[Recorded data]

_ _ _ _ _ _ _

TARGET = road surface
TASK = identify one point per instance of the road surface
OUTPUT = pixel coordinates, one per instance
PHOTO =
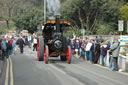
(24, 69)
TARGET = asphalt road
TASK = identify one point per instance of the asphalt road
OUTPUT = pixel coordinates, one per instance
(28, 71)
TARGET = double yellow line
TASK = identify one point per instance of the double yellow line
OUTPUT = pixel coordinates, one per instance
(9, 68)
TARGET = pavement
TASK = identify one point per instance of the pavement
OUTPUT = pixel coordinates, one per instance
(28, 71)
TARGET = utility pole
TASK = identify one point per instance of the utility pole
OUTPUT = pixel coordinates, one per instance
(44, 10)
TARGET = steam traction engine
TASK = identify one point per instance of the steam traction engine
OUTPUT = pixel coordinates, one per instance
(52, 43)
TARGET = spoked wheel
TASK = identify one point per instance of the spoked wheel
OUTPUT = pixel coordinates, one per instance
(46, 54)
(69, 55)
(40, 49)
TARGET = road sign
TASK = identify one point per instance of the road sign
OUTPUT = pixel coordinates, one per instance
(121, 25)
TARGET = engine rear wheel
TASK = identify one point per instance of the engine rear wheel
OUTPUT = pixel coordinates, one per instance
(40, 48)
(69, 55)
(46, 54)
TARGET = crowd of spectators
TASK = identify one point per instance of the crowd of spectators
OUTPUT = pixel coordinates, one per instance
(10, 43)
(92, 49)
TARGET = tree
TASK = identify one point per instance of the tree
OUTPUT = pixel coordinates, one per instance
(89, 13)
(6, 7)
(124, 13)
(29, 20)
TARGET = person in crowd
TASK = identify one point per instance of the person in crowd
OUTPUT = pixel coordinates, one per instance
(104, 49)
(72, 47)
(14, 46)
(9, 48)
(35, 43)
(11, 42)
(29, 41)
(76, 46)
(93, 49)
(115, 48)
(100, 40)
(3, 47)
(97, 52)
(82, 51)
(21, 44)
(88, 51)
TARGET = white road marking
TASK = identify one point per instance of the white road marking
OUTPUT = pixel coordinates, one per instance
(57, 68)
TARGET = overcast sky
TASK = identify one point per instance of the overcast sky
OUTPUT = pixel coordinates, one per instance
(53, 5)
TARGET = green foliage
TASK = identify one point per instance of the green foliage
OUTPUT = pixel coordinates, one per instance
(87, 14)
(29, 20)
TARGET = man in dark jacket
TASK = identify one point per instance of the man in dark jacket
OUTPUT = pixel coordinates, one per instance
(115, 48)
(21, 44)
(97, 52)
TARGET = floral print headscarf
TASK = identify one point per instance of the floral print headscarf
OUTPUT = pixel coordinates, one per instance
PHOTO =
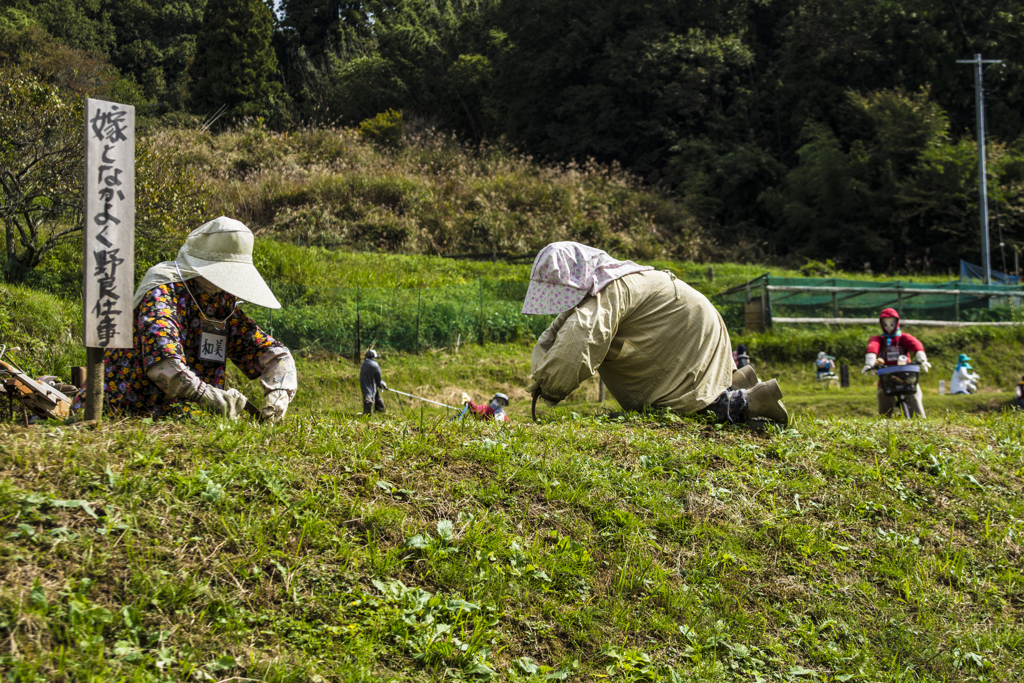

_ _ _ _ _ _ _

WHAT IS EXPECTED ▸ Output each of the lines above exactly, apart from the images.

EXERCISE RESULT ▸
TARGET = road surface
TASK = identify one point per instance of the road surface
OUTPUT = pixel coordinates, one per instance
PHOTO =
(24, 69)
TARGET = asphalt road
TASK = identify one point per instance of the asphalt road
OUTPUT = pixel coordinates, one per instance
(28, 71)
TARGET = double yellow line
TASK = identify one point per instance of the double yellow line
OUTPUT = pixel coordinates, one per instance
(9, 68)
TARGET = pavement
TASK = identify one point per instance of the pavement
OUTPUT = pixel coordinates, one per instance
(28, 71)
TARGET = utility pole
TASK = identify one point per instance of the utility pole
OUTPUT = pixel coordinates, one per instance
(44, 10)
TARGET = steam traction engine
TASK = identify one point per instance of the steam traction engine
OUTPUT = pixel coordinates, one per instance
(52, 43)
TARGET = spoked wheel
TASK = identify one point per instance of the spoked wheel
OUTPUT = pixel coordinates, one per instance
(46, 54)
(69, 55)
(40, 49)
TARGET = road sign
TASK = identify one point per instance of the road sign
OUTPUT = pixel coordinates, one per instance
(121, 25)
TARGET = engine rear wheel
TASK = identify one point per instance of the engine rear wheel
OUTPUT = pixel coordinates, one per instance
(40, 48)
(69, 55)
(46, 54)
TARGET = crowd of spectators
TASK = identify one point per instance of the crowd of spectators
OUTPUT = pixel coordinates, one per instance
(10, 43)
(92, 49)
TARGET = tree
TASK = identify one point per instance of the tree
OUTPUT = pixel coordinates, one per instance
(89, 13)
(6, 7)
(124, 13)
(29, 20)
TARGET = person in crowd
TASK = identify one point per instance of the person in crowd
OUTPUT = pixel coordinates, one per instance
(104, 49)
(72, 47)
(14, 46)
(9, 48)
(35, 43)
(11, 42)
(29, 41)
(76, 46)
(93, 49)
(115, 48)
(100, 40)
(3, 47)
(97, 52)
(82, 51)
(21, 44)
(88, 51)
TARGET = white road marking
TASK = identify one point per instance of the white road marking
OUTPUT = pixel coordinates, one per instance
(57, 68)
TARGET = overcast sky
TASK = identify one point per instance of the overcast sky
OUTPUT = pixel coordinates, one per instance
(53, 5)
TARGET = green foliage
TASK = identify one point per instance of the green foliage
OUTPUT = pixel coordinates, one per instance
(87, 14)
(29, 20)
TARGET = man in dark jacket
TASK = identify one point per instance of the man in dark jacket
OUTPUT = pixel coordinates, one per instance
(115, 48)
(21, 44)
(97, 52)
TARGET = floral print headscarf
TASK = identify one point per instance of the floral print headscarf
OUTPUT = pixel coordinates, one per instance
PHOTO =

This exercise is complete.